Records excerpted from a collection
________

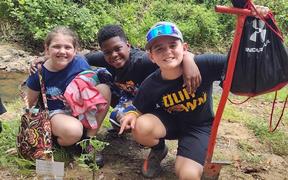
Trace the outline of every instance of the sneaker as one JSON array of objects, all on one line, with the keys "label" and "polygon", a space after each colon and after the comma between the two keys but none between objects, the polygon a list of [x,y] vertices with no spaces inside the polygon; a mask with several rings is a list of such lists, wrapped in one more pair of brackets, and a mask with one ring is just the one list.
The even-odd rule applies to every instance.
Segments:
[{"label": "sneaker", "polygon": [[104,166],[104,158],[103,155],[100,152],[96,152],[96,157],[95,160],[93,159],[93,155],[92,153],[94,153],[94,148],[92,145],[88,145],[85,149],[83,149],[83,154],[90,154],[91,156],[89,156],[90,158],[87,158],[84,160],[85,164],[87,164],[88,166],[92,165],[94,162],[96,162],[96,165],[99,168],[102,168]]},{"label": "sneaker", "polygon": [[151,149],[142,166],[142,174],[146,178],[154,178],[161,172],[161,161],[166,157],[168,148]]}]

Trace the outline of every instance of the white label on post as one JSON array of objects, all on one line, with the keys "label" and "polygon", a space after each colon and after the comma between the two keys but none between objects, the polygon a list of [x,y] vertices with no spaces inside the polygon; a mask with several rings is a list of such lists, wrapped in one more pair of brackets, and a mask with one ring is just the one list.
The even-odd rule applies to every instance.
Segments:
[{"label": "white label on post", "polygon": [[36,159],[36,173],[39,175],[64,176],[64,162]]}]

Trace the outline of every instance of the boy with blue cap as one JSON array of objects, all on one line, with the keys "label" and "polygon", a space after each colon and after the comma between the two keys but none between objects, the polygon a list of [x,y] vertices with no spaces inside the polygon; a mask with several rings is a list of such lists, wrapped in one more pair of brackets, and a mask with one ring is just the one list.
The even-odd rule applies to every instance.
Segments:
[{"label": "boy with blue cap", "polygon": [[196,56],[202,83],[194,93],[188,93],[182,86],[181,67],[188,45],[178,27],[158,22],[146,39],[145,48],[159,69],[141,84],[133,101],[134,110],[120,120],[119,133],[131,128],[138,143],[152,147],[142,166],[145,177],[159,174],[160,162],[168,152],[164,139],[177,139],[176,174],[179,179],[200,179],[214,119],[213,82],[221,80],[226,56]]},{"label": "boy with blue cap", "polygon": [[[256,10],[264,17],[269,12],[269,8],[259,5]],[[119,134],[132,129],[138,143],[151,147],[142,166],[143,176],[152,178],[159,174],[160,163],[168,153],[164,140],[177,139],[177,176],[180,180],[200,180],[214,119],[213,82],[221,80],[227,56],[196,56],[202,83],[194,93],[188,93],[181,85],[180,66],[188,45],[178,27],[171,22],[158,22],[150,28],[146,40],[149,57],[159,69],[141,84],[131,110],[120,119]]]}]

________

## Work to complete
Your answer must be the entries repeated exactly, with no pictures.

## Written response
Trace the outline of every instance of the sneaker as one JSON array of objects, all on one line, with the keys "label" and "polygon", a space after each colon and after the comma between the two keys but none between objects, the polygon a list of [x,y] vertices with no spaces inside the polygon; a mask with several rings is a list of such lists, wrapped in one more pair of brackets, and a mask with one ring is just the one list.
The even-odd rule applies to every instance.
Segments:
[{"label": "sneaker", "polygon": [[104,166],[104,158],[103,155],[100,152],[96,152],[96,157],[95,160],[93,159],[93,155],[92,153],[94,153],[94,148],[92,145],[88,145],[85,149],[83,149],[83,154],[90,154],[91,156],[89,156],[90,158],[87,158],[84,160],[85,164],[87,164],[88,166],[92,165],[94,162],[96,162],[96,165],[99,168],[102,168]]},{"label": "sneaker", "polygon": [[151,149],[142,166],[142,174],[146,178],[154,178],[161,172],[161,161],[166,157],[168,148]]}]

Trace the outline of every instance of the white label on post as one JSON array of objects, all on one line, with the keys "label" and "polygon", a space after each colon and after the comma between the two keys but none between objects, the polygon a list of [x,y] vertices with no spaces inside the polygon; a mask with several rings is a list of such lists, wrapped in one more pair of brackets, and a mask with one ring is just the one list.
The even-odd rule applies to every instance.
Segments:
[{"label": "white label on post", "polygon": [[36,159],[36,173],[39,175],[64,176],[64,162]]}]

Trace the outline of every instance of the boy with blue cap as one JSON array of objects, all on one line, with the keys "label" and "polygon", a space after each colon and after the comma between the two keys but none between objects, the polygon a list of [x,y] vertices with no spaces inside the polygon; a mask with several rings is a list of such lists, wrapped in one more pair of brackets, and a mask with one ring is just the one list.
The even-odd rule applies to every instance.
Segments:
[{"label": "boy with blue cap", "polygon": [[196,56],[202,83],[194,93],[188,93],[182,86],[181,67],[188,45],[178,27],[158,22],[146,39],[145,48],[159,69],[141,84],[133,101],[134,110],[120,120],[119,133],[131,128],[138,143],[152,147],[142,166],[145,177],[159,174],[160,162],[168,152],[164,139],[177,139],[176,174],[179,179],[200,179],[214,119],[213,82],[221,80],[226,56]]},{"label": "boy with blue cap", "polygon": [[[256,10],[264,17],[269,12],[269,8],[259,5]],[[119,134],[132,129],[138,143],[151,147],[142,166],[143,176],[152,178],[159,174],[160,163],[168,153],[164,140],[177,139],[177,176],[180,180],[200,180],[214,119],[213,82],[221,80],[227,56],[196,56],[202,83],[194,93],[188,93],[181,85],[180,66],[188,45],[178,27],[171,22],[158,22],[150,28],[146,40],[149,57],[159,69],[141,84],[131,110],[120,119]]]}]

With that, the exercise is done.